_Study text_
China Locks Down 23 Million People in 3 Northern Cities

A few hundred new Covid-19 cases prompted three northern cities in China with a combined population of 23 million people to lock down.
Health authorities in Hebei province, which encircles China’s capital Beijing, said the provincial capital Shijiazhuang and the cities of Xingtai and Langfang have been locked down. Travel restrictions have been put in place for the remainder the province as neighboring regions have found infections coming from Hebei.
As of Tuesday, Hebei reported 326 confirmed cases plus 234 asymptomatic cases in the latest round of outbreak, local health authorities said. Most of the cases were found in a mass testing of 11 million people in Shijiazhuang. The city launched a second citywide round of testing.
Late Monday night, two persons who traveled from Hebei province tested positive in the city of Jinzhong in neighboring Shanxi province. One of the two traveled by personal auto from Shijiazhuang’s Gaocheng district, where the latest of outbreak erupted. The other person traveled by train. The village where the two lived was locked downed and is conducting mass testing of all residents.

_Extracted data_
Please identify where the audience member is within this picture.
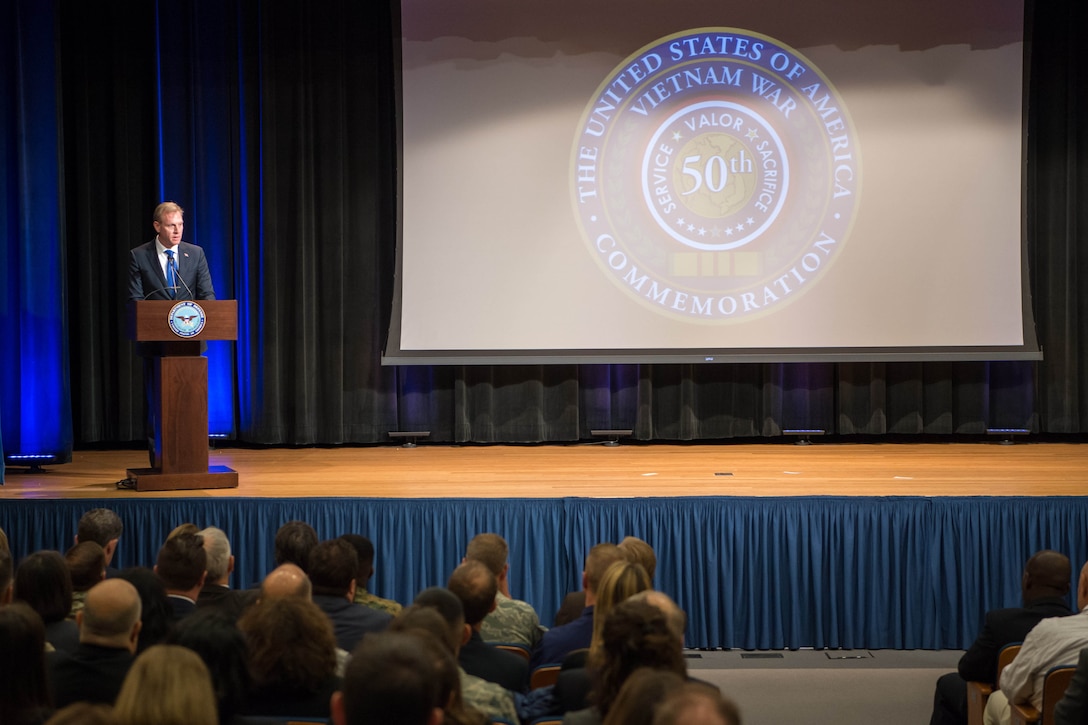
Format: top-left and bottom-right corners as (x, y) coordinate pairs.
(46, 702), (118, 725)
(168, 609), (252, 725)
(929, 551), (1073, 725)
(257, 564), (313, 601)
(446, 560), (529, 692)
(64, 541), (106, 619)
(590, 561), (651, 650)
(238, 597), (339, 717)
(341, 533), (403, 616)
(982, 555), (1088, 725)
(604, 667), (684, 725)
(530, 543), (623, 669)
(465, 533), (544, 650)
(197, 526), (246, 619)
(154, 533), (208, 620)
(332, 632), (444, 725)
(617, 537), (657, 582)
(116, 566), (174, 654)
(49, 577), (141, 708)
(388, 604), (491, 725)
(653, 683), (741, 725)
(562, 597), (687, 725)
(13, 551), (79, 652)
(1054, 649), (1088, 725)
(274, 520), (318, 573)
(309, 539), (393, 652)
(0, 602), (52, 725)
(0, 546), (15, 606)
(113, 644), (219, 725)
(555, 561), (650, 712)
(415, 587), (520, 724)
(75, 508), (125, 577)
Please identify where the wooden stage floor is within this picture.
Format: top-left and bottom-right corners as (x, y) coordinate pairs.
(0, 439), (1088, 500)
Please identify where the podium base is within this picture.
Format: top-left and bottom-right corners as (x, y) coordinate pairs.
(125, 466), (238, 491)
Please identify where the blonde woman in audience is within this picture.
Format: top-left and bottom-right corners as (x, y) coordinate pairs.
(113, 644), (219, 725)
(553, 561), (651, 712)
(562, 592), (688, 725)
(617, 537), (657, 581)
(590, 562), (652, 652)
(653, 683), (741, 725)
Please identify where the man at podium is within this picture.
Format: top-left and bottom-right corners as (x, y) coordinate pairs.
(128, 201), (215, 300)
(128, 201), (215, 467)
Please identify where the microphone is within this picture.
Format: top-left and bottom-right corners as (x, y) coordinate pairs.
(140, 287), (177, 299)
(168, 253), (196, 299)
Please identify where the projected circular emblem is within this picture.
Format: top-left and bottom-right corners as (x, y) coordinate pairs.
(170, 300), (205, 337)
(571, 28), (861, 321)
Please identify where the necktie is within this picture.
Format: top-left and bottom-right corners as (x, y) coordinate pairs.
(166, 249), (177, 299)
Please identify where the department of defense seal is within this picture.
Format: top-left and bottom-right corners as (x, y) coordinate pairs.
(571, 28), (861, 322)
(170, 299), (206, 337)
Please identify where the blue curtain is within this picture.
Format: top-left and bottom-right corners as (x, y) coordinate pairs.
(0, 0), (72, 463)
(0, 496), (1088, 649)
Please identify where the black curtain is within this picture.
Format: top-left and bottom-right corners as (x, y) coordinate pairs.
(57, 0), (1088, 445)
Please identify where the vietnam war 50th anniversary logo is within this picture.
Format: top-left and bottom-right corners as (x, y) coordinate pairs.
(571, 28), (861, 322)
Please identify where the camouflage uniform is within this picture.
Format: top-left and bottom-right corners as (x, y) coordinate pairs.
(355, 587), (403, 616)
(480, 592), (544, 650)
(458, 667), (521, 725)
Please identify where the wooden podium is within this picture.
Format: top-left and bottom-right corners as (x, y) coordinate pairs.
(126, 299), (238, 491)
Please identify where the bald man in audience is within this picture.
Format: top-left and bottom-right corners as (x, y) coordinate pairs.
(929, 550), (1073, 725)
(75, 508), (125, 577)
(197, 526), (246, 619)
(530, 543), (627, 669)
(982, 563), (1088, 725)
(64, 541), (106, 619)
(258, 564), (313, 600)
(462, 533), (544, 650)
(307, 539), (393, 652)
(446, 560), (529, 692)
(48, 579), (140, 709)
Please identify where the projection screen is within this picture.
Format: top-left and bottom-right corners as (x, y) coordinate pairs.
(383, 0), (1041, 364)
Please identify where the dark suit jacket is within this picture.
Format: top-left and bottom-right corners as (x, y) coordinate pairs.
(166, 594), (197, 622)
(959, 599), (1073, 683)
(197, 585), (249, 620)
(128, 239), (215, 299)
(1054, 650), (1088, 725)
(458, 630), (529, 692)
(46, 643), (133, 710)
(313, 594), (393, 652)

_Things to do_
- a) Rewrite the lockdown article from "China Locks Down" to "round of testing.", putting "mass screening" wherever "mass testing" appears.
- b) Translate this sentence from the lockdown article into Spanish: "Most of the cases were found in a mass testing of 11 million people in Shijiazhuang."

_Solutions by task_
- a)
China Locks Down 23 Million People in 3 Northern Cities

A few hundred new Covid-19 cases prompted three northern cities in China with a combined population of 23 million people to lock down.
Health authorities in Hebei province, which encircles China’s capital Beijing, said the provincial capital Shijiazhuang and the cities of Xingtai and Langfang have been locked down. Travel restrictions have been put in place for the remainder the province as neighboring regions have found infections coming from Hebei.
As of Tuesday, Hebei reported 326 confirmed cases plus 234 asymptomatic cases in the latest round of outbreak, local health authorities said. Most of the cases were found in a mass screening of 11 million people in Shijiazhuang. The city launched a second citywide round of testing.

- b) La mayoría de los casos se detectaron en unas pruebas masivas realizadas a 11 millones de personas en Shijiazhuang.